##### Extracted records
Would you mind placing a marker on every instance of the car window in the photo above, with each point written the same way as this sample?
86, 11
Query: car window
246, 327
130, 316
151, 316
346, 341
##########
Retype the records, line for line.

■ **Response area**
Would you mind placing a marker on every instance of the car window in the photo above, with each point written the same way as this sample?
86, 11
Query: car window
246, 327
130, 316
151, 316
346, 341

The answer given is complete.